Exercise: Write the records out again exactly, leaving no images in.

Available records:
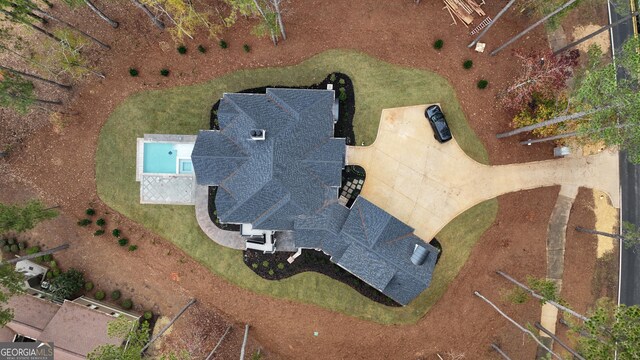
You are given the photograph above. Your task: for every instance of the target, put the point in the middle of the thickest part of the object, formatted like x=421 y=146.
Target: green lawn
x=185 y=110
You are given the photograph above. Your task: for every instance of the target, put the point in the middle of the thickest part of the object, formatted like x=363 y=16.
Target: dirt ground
x=59 y=168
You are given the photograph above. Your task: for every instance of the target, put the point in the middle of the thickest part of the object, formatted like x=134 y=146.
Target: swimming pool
x=167 y=158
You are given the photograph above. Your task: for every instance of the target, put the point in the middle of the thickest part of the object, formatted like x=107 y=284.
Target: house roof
x=373 y=245
x=294 y=171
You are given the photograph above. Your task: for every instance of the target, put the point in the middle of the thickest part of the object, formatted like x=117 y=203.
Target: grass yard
x=185 y=110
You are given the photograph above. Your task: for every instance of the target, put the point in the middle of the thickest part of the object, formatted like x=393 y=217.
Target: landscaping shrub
x=127 y=304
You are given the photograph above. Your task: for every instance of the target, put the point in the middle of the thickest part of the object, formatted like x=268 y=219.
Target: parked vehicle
x=438 y=123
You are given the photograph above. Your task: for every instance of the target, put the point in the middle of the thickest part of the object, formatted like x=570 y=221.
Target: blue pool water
x=160 y=158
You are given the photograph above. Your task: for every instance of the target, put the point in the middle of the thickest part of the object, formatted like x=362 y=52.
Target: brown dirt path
x=61 y=169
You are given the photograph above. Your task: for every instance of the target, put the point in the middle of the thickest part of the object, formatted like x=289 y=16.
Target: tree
x=630 y=236
x=11 y=283
x=135 y=339
x=66 y=284
x=611 y=330
x=543 y=73
x=20 y=219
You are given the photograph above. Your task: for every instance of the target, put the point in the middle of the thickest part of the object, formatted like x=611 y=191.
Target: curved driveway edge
x=230 y=239
x=427 y=184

Finished exercise:
You are given the photograph above. Your task: for every instance of the target, put the point in the middle of the thickest part of the object, formatted like x=421 y=146.
Target: green lawn
x=185 y=110
You are given the photograph above. Your task: for every instance of the target, put the point in the middle of the thickest part of the object, formatted like x=363 y=16.
Target: dirt ground
x=59 y=168
You are given the photograph above. Your task: for every instance of the target, put the point in the middle of the thickest part of the object, formatted like x=134 y=146.
Target: swimming pool
x=167 y=158
You are given the photograph above. Your task: for every instance of the target, put the point in the middle of the thickest part of the object, formatted like x=107 y=284.
Target: house roof
x=373 y=245
x=294 y=171
You are given the photograph above. Your task: for every instance of the target, put the point in the middle of the thickest part of the object, formatted like x=117 y=203.
Target: grass yard
x=185 y=110
You are given the photograph above. Your task: for every instance of the target, put the point in the middle of the thickest part of the object, formatted like x=393 y=217.
Target: landscaping shrub
x=127 y=304
You are given the photograph above. Your task: for every instance of the target, put the point in the middle of the thickest part of the object, formatted like x=268 y=219.
Target: parked vehicle
x=438 y=123
You are given the photograph above. Your task: for every instance of the target, put the point in the middle of the thickest part of the object, formatted like x=570 y=221.
Target: blue pool water
x=160 y=158
You are given the photograph above. Your task: for every instance of the target, put the point in the middle of the thickest part of the object, formatted like x=362 y=52.
Target: brown dirt path
x=61 y=169
You are given the photograph above. Your task: for every instance of the target, put the point in the middle of the thickest part of the object, formatted like x=289 y=16.
Target: tree
x=630 y=236
x=11 y=283
x=135 y=339
x=66 y=284
x=611 y=330
x=543 y=73
x=20 y=219
You are given the photograph above. Your task: for every instance of the target, put the point in the middle of the thickest part of the object, formatted like x=611 y=191.
Target: curved driveway edge
x=230 y=239
x=427 y=184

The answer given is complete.